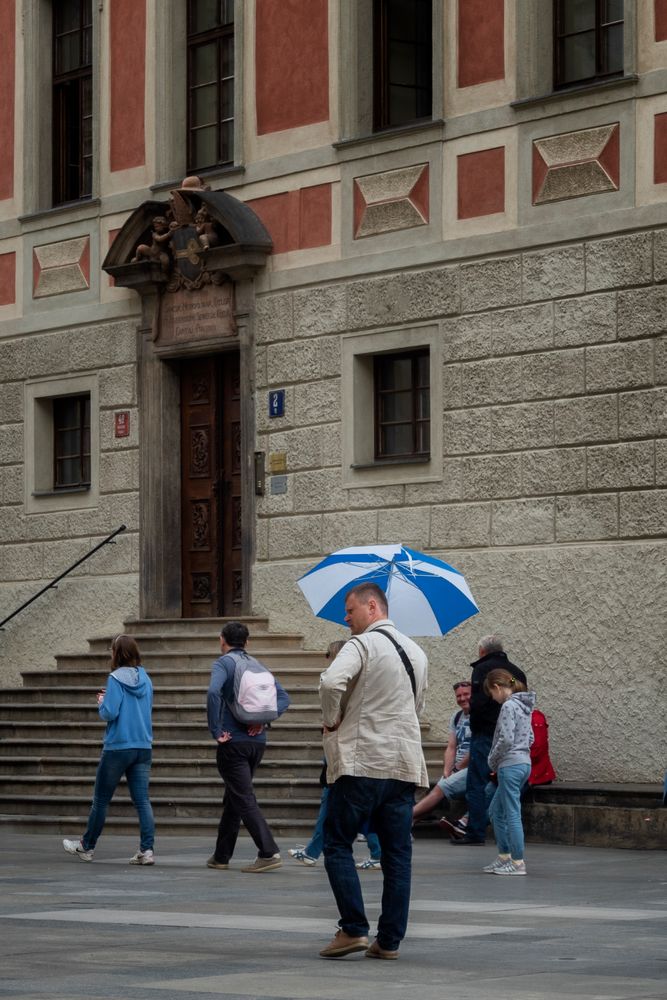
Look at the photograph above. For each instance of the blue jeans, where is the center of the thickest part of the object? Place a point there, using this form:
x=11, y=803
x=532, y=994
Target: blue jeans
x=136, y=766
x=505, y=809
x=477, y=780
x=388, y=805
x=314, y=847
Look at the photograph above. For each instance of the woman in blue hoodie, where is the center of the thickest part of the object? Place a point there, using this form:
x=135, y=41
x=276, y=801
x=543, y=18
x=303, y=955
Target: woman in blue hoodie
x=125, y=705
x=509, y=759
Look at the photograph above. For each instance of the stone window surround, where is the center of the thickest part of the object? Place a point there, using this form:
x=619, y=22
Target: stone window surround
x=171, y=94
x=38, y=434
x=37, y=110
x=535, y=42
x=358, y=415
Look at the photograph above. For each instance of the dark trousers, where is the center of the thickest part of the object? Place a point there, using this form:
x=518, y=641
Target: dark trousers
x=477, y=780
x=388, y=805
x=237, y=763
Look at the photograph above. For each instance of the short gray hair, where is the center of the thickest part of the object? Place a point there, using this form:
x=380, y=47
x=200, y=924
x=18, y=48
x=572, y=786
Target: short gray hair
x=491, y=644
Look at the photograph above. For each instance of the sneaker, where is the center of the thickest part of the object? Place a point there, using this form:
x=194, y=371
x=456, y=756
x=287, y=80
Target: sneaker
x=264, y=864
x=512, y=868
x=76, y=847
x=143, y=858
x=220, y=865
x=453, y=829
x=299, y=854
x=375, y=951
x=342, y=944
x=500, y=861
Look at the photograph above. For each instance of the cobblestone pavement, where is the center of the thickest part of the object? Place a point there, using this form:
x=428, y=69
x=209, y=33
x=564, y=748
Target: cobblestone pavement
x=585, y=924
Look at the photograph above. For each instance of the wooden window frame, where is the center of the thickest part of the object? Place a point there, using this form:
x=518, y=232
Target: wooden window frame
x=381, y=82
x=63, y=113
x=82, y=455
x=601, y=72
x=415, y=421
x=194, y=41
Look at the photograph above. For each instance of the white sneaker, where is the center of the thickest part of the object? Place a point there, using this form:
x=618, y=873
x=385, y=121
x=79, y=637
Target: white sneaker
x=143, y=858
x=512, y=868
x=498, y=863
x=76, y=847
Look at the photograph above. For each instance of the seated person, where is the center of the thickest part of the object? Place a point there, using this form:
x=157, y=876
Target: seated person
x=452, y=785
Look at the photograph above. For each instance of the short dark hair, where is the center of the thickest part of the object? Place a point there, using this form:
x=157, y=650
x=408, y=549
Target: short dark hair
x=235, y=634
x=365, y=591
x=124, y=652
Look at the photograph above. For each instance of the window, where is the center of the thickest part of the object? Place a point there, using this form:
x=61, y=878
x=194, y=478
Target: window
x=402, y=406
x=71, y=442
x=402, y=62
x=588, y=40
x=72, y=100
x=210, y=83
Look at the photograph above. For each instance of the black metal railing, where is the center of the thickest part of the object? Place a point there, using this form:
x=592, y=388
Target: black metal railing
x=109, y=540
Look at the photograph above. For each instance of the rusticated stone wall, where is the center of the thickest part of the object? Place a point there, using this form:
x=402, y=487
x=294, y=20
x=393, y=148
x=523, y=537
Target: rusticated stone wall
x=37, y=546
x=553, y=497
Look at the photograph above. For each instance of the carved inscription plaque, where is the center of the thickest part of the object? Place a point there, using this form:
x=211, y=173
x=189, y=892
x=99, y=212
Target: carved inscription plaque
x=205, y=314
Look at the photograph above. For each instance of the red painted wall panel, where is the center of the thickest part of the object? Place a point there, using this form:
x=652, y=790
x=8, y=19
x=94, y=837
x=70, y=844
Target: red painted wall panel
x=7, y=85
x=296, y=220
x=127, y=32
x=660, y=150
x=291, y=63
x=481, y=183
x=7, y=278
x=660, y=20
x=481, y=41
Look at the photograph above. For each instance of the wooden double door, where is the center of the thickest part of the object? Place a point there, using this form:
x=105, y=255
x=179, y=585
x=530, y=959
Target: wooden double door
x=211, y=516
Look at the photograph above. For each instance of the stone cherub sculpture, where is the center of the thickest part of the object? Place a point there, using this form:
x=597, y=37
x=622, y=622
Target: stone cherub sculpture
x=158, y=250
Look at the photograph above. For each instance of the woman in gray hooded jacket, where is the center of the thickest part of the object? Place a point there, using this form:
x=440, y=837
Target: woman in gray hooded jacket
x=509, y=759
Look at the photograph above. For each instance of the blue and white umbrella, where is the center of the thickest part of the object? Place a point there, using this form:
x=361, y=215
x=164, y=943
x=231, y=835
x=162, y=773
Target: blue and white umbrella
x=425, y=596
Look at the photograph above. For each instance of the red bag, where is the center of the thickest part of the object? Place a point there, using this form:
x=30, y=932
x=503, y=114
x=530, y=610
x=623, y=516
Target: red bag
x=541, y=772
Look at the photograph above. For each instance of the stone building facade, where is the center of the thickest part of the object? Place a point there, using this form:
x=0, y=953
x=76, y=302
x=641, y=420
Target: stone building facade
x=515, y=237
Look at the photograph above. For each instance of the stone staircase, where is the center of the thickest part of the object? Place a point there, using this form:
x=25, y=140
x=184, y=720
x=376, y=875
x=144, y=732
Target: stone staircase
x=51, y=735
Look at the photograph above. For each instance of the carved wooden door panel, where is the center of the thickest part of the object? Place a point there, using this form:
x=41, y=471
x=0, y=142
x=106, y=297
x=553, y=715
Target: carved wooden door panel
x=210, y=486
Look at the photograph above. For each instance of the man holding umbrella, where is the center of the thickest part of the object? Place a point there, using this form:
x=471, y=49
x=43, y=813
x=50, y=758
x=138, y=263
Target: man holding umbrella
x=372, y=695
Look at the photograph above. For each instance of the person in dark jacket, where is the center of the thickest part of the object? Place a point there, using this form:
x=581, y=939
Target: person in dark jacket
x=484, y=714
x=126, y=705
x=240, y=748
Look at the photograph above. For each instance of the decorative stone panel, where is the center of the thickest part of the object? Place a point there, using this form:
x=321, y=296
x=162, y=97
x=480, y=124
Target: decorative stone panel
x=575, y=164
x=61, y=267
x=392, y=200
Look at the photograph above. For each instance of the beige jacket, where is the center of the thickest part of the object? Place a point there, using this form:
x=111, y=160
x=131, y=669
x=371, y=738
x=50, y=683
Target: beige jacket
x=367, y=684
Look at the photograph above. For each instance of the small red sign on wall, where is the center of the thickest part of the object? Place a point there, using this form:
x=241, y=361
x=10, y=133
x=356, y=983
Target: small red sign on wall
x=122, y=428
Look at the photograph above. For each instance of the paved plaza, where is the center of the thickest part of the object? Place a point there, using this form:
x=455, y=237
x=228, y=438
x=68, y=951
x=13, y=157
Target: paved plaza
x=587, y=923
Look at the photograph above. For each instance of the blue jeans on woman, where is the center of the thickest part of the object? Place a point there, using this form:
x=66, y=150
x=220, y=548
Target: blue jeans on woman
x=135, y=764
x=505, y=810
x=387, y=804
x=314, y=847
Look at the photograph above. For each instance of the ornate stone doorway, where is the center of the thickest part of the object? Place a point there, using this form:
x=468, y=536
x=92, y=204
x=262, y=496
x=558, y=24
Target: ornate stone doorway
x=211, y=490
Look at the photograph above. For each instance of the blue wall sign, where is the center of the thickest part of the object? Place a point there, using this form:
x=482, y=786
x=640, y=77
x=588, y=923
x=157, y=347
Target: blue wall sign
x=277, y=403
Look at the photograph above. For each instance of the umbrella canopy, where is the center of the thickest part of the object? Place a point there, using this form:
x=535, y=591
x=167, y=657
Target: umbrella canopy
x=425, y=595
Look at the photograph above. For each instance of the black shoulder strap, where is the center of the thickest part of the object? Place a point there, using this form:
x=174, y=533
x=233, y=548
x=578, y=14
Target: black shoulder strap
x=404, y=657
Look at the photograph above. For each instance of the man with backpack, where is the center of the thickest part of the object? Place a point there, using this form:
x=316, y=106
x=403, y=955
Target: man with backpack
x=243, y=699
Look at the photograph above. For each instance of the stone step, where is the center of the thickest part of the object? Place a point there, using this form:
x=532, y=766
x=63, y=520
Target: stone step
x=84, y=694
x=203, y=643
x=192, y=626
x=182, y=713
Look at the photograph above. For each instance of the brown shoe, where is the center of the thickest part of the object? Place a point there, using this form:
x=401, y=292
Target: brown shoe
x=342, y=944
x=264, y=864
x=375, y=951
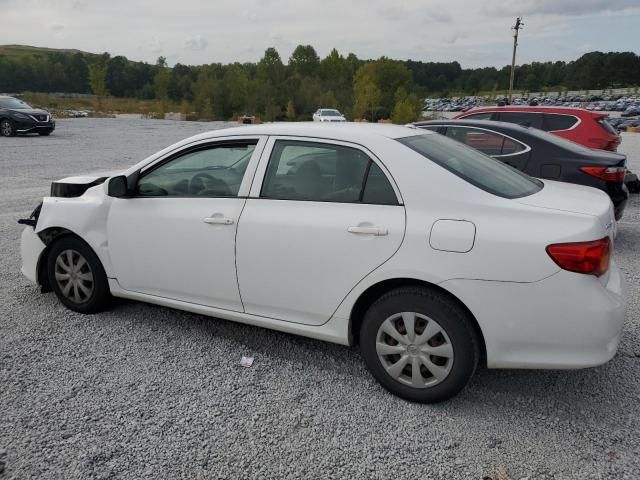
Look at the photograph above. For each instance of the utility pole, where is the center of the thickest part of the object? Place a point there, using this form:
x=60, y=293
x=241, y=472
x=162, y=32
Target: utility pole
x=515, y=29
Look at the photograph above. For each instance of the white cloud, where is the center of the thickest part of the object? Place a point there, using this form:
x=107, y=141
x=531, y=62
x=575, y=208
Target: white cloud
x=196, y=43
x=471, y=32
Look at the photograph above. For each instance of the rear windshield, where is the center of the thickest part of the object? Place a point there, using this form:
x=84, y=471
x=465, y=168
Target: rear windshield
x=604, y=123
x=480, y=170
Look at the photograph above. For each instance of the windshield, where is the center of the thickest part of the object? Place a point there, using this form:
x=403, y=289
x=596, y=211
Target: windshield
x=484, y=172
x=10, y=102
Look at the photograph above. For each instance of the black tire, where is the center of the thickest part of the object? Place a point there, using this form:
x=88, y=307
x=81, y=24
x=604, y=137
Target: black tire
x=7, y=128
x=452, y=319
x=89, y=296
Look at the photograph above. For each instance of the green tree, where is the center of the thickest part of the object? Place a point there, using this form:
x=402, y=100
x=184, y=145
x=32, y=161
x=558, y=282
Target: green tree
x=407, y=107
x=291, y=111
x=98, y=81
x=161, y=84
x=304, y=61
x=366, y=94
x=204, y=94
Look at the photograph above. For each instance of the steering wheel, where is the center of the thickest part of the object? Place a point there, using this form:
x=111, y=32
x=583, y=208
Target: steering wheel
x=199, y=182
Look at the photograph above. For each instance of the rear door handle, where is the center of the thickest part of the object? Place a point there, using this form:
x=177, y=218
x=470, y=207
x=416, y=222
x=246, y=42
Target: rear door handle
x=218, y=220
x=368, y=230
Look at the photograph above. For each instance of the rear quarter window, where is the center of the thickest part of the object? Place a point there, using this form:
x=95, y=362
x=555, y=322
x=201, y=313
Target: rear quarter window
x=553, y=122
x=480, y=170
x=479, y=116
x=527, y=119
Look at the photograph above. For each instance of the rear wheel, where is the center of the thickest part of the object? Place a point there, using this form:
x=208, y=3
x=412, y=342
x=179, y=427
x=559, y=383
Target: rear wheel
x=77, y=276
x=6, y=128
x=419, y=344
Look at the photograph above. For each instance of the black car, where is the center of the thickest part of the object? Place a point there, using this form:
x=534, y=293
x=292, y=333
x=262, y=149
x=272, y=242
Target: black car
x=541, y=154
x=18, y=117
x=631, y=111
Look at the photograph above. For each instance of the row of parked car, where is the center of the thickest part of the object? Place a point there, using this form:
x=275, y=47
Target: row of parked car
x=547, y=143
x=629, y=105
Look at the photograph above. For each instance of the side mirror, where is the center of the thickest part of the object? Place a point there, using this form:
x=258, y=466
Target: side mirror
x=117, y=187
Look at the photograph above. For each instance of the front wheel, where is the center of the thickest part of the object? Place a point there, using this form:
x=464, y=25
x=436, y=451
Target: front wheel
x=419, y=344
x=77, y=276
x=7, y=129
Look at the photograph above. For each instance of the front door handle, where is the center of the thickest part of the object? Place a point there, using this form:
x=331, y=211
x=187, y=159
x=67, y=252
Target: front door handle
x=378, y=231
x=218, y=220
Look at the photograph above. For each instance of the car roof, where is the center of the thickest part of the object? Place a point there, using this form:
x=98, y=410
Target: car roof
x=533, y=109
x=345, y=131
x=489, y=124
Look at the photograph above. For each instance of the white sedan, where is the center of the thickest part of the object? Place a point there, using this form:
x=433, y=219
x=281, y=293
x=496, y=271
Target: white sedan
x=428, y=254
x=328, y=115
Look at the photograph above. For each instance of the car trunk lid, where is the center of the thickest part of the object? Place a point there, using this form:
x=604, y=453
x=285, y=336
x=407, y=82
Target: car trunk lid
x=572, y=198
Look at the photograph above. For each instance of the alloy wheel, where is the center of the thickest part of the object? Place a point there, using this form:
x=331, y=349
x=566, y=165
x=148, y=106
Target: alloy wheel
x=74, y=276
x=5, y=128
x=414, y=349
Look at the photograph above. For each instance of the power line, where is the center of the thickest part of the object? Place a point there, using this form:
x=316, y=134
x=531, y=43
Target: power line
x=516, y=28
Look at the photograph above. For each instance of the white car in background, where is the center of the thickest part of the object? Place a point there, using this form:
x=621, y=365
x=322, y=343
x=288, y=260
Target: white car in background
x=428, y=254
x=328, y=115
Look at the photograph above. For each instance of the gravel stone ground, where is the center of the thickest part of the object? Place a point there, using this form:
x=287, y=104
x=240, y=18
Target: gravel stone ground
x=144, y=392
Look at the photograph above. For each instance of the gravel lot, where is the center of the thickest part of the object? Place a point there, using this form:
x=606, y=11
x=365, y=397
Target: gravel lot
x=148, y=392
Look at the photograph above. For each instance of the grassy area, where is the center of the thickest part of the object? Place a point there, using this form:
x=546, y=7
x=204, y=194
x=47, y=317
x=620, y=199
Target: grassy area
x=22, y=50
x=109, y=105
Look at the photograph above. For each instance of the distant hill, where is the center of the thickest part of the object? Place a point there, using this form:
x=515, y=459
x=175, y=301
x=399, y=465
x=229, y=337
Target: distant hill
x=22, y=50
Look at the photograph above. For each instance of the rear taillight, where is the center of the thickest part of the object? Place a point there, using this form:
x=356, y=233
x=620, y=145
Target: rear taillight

+---+

- _TASK REQUIREMENTS_
In the records above, find each line that mentions the word "taillight", and copy it.

- _EXERCISE SOLUTION_
Look at the photograph above. For each instance of the rear taillight, where is the center of the thickest part of the object? Place a point there, using this form:
Target: rear taillight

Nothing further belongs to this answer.